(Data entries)
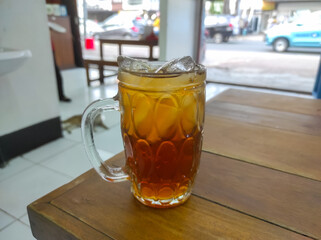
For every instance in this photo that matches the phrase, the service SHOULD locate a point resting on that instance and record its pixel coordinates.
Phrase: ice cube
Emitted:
(133, 65)
(184, 64)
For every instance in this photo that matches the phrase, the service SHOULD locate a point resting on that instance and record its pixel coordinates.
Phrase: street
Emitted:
(248, 61)
(244, 60)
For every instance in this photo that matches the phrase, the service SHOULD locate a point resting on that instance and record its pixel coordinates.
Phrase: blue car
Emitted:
(304, 32)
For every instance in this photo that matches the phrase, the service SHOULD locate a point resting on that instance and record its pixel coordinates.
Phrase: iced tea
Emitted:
(162, 119)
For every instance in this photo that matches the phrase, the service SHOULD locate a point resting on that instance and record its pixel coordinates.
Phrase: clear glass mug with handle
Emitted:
(162, 115)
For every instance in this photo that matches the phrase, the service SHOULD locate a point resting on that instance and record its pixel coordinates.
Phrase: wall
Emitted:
(179, 30)
(29, 95)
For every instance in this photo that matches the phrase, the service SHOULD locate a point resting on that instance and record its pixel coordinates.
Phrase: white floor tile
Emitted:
(110, 140)
(48, 150)
(25, 219)
(5, 219)
(13, 167)
(28, 186)
(73, 162)
(16, 231)
(75, 135)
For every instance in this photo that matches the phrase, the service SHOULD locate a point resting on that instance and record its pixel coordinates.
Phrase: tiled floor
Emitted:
(32, 175)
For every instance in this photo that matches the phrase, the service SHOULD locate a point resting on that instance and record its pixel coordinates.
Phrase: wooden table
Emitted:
(260, 178)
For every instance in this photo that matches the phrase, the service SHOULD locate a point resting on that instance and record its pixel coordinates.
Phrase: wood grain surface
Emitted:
(259, 178)
(111, 209)
(287, 151)
(290, 201)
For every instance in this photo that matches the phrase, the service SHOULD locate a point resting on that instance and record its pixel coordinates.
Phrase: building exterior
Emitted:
(279, 11)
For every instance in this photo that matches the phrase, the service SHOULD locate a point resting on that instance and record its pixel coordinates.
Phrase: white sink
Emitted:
(12, 59)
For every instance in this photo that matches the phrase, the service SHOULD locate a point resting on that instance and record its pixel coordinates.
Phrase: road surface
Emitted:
(247, 60)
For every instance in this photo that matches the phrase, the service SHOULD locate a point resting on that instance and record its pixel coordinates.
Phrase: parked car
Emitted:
(218, 27)
(303, 32)
(122, 25)
(92, 27)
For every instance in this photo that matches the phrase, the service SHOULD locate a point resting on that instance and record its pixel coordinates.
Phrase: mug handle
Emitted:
(103, 168)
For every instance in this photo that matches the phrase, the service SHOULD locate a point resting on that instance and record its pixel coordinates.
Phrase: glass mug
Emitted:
(162, 116)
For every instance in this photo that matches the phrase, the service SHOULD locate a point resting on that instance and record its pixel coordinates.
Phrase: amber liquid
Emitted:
(162, 134)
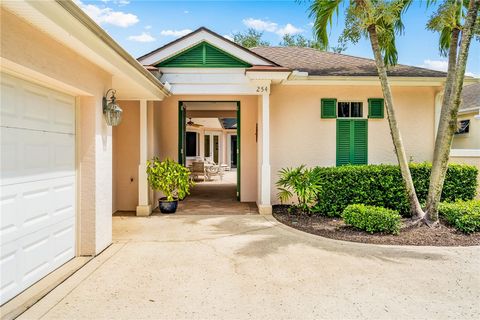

- **Your goal**
Transcribe the entries word for word, without their pictures.

- **Result**
For every instance in this photo that matches the phrase, the service SHOULD locate a point resting on that instance and record its pixel coordinates.
Phrase: ice cube
Emitted:
(133, 65)
(184, 64)
For every instance in this photo that matches the phrase, the service SHOULD locate a point resting on that instance and record its pixel coordinates.
Phrase: street
Emitted:
(248, 61)
(244, 60)
For every instance in this photo that matches the phrase, the service SHOULD locate a point resting on that instance and record its pixel coordinates.
Phrase: blue car
Emitted:
(304, 32)
For every instance in this photo that matches the phrase, the service SHOULD locate a point resting on that instance and record its pixel coordinates.
Phrase: iced tea
Emitted:
(162, 119)
For every instance in this photo that matches the phrase, the service SHOULD locate a point resting on that instance and record its pixel coordinates.
Phrase: clear glass mug with handle
Emitted:
(162, 115)
For every instance in this photo that matches the phrase, the service SHOULD locate a point resting on that instance and record its pixel coordinates.
Phrase: wall
Emitted:
(179, 30)
(29, 95)
For every instance in this photo that matches the phrase, the service SHOULD locate a point resting on that instance and record its pixel coordinates.
Phrase: white floor tile
Emitted:
(110, 140)
(48, 150)
(25, 219)
(5, 219)
(13, 167)
(28, 186)
(73, 162)
(16, 231)
(75, 135)
For every instance in this photo that matches the phrase, the service SHOULD locate a point resting on that instance and record its pixel coordinates.
Phrase: tiled floor
Emitted:
(32, 175)
For every instance in this photo that matches the phrase, the service SHOULD locate a point resting on that instance and record its pixel coordinates.
Phrase: wooden table
Emitted:
(260, 178)
For every instance in this photo that matches the phrase, the service SHOULD locate a point resting on that instance and record its pixel coordinates.
Phrase: wood grain surface
Emitted:
(259, 178)
(111, 209)
(287, 151)
(290, 201)
For every instance in this photo that matches the phrase, the service SHOULD locate a point resting on that instance and record its pixel coordinates.
Phrase: building exterior
Emitted:
(279, 11)
For every instance in this photo that matches the phrase, the service SHOULD locate a point resting on that instance and record its pixel coordinates.
Phrase: white sink
Emitted:
(12, 59)
For every instance in this photo that matches the phrase, the service SHOULD locate a point resting on that instance and record its pixel coordinates.
Phrase: road surface
Emitted:
(247, 60)
For every instance in this photo that matches the phrase, the service SHOULD locate a point resting on that instance and record its pixel coordinates.
Phrase: parked car
Emitted:
(218, 27)
(303, 32)
(122, 25)
(92, 27)
For every instance in this photo that matches the phrase, the service SHOULD locate a point resting on that instance and record its pixel coordinates.
Phrase: mug handle
Emitted:
(103, 168)
For every instance in this photo that matches the phrase, the service SHOULD locate a point resting on that instance and record its pixel coordinates.
Phrase: glass mug
Emitted:
(162, 116)
For every instance in this photo that matches the phrase, the service SHOULD locate a point resting on that instance and record its pixel coordinates.
Phrase: amber liquid
Emitted:
(162, 134)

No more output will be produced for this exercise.